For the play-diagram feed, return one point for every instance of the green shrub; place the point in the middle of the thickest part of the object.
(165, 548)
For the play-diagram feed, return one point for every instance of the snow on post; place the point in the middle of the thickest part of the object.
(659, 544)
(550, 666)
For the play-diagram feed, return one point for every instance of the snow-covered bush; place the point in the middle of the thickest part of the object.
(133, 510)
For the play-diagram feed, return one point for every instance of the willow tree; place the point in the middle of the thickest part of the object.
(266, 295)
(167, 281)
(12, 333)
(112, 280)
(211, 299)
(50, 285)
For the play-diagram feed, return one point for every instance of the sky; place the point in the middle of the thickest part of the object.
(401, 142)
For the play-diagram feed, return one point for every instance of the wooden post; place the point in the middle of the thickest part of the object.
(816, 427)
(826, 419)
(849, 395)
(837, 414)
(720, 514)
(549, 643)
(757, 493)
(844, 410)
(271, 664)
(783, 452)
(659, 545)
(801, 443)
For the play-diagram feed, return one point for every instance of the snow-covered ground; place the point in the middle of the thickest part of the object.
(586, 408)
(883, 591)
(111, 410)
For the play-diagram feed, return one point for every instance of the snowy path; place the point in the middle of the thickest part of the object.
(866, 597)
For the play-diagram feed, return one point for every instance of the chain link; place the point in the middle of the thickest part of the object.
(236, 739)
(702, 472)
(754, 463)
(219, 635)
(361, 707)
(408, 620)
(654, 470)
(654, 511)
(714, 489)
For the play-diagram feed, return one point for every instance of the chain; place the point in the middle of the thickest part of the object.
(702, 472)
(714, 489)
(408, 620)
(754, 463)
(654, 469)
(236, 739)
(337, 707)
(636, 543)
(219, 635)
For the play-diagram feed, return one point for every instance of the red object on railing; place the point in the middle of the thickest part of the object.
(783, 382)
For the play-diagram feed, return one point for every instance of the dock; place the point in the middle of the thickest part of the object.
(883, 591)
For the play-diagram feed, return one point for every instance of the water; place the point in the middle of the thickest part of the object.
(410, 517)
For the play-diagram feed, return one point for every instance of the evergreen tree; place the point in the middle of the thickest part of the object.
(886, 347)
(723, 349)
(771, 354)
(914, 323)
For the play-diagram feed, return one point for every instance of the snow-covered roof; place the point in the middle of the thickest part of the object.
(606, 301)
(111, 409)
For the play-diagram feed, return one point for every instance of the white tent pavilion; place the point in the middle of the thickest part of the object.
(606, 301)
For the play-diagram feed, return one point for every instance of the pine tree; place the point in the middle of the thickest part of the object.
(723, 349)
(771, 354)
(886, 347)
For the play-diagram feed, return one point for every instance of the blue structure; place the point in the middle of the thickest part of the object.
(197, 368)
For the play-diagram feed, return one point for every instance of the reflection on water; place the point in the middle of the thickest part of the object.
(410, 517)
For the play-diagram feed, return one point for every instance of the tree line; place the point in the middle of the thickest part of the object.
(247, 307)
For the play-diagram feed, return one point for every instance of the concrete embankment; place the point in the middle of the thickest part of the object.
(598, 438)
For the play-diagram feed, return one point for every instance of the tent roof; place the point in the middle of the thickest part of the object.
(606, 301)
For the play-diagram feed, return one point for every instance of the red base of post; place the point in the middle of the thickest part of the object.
━━━━━━━━
(AIM OF THE EXERCISE): No line may be left out; the records are to be transcribed in full.

(ANSWER TO THIS PROBLEM):
For the play-diagram feed, return one point for every instance of the green shrub; place the point in the middle of the thickest part of the object.
(165, 548)
For the play-diagram feed, return one point for every instance of the snow on post; place the point in the middle of the thickest part of the object.
(659, 544)
(550, 666)
For the play-diagram feed, return one point for every instance of the snow-covered bush; place the point in the middle of the thickest part of the object.
(133, 510)
For the play-diagram feed, return one point for every instance of the willow tree; place the point in the middle of the thickest part of the object.
(266, 295)
(167, 281)
(12, 333)
(112, 280)
(211, 299)
(50, 285)
For the play-diagram feed, return one point for every instance of the sky; place the point in the middle of the thickest part of the object.
(401, 142)
For the play-diagram feed, return one point for every instance of the wooden post; place the point in the middle of the thickest part of the object.
(816, 427)
(826, 419)
(849, 395)
(837, 414)
(720, 514)
(549, 643)
(757, 493)
(844, 410)
(271, 664)
(783, 452)
(659, 545)
(801, 443)
For the play-diagram feed, return one point for every instance of the snow-covered ground; place the point in the middle of the thickest part of the object.
(586, 408)
(883, 591)
(111, 410)
For the play-diagram feed, return one point for every instance of the snowy path; place the point in the middle of the thickest part of the object.
(866, 597)
For the play-diagram feed, return one point for every instance of the chain link; place the point in the middle of the thickest part of the object.
(236, 739)
(702, 472)
(754, 463)
(219, 635)
(361, 707)
(408, 620)
(654, 470)
(654, 511)
(714, 489)
For the play-diagram feed, return one point for every instance of the chain; place the point in the middle of the thickest part of the object.
(702, 472)
(714, 489)
(408, 620)
(754, 463)
(654, 469)
(236, 739)
(337, 707)
(636, 543)
(219, 635)
For the play-diagram feed, return one point for every instance of the red object on railing; place the point in the middle of the thickest part of the object.
(783, 382)
For the play-diagram feed, return one point for every instance of the dock; place the point in the middle of the thickest part of the object.
(883, 591)
For the play-diagram feed, return one point for every instance of the water; place the point in the middle of the thickest part of the object.
(410, 517)
For the play-diagram feed, return one point for every instance of the evergreen tree; place the point in the middle of the thickest part of the object.
(886, 347)
(723, 349)
(771, 354)
(914, 323)
For the play-diagram feed, return one point for every instance of the snow-covered roof; place the point in the middle of the thickest part of the object.
(606, 301)
(111, 409)
For the play-diagram feed, return one point for every instance of the white tent pavilion; place the point in the middle of the thickest part of the object.
(606, 301)
For the play-diagram feed, return one point for every instance of the pine tree; place the point in the middle of the thickest part of the object.
(723, 349)
(771, 354)
(886, 347)
For the play-diagram feed, return one point for every instance of the blue structure; place the point in the middle of the thickest part of the object.
(197, 368)
For the play-diagram feed, return one point for every instance of the reflection on water; place the point in the middle of the thickest part of the object.
(410, 517)
For the play-diagram feed, return one point for every instance of the tree line; place the point in the middle of the thickest part of the object.
(247, 307)
For the play-diagram feed, return one point for every instance of the concrete embankment; place the point in the middle of the thickest part of the object.
(598, 438)
For the play-diagram feed, return one point for every instance of the tent roof; place the point in the middle of the thickest part of the object.
(606, 301)
For the play-diagram feed, return one point for every instance of the red base of post; place the point in the middle of the thickest part of the object.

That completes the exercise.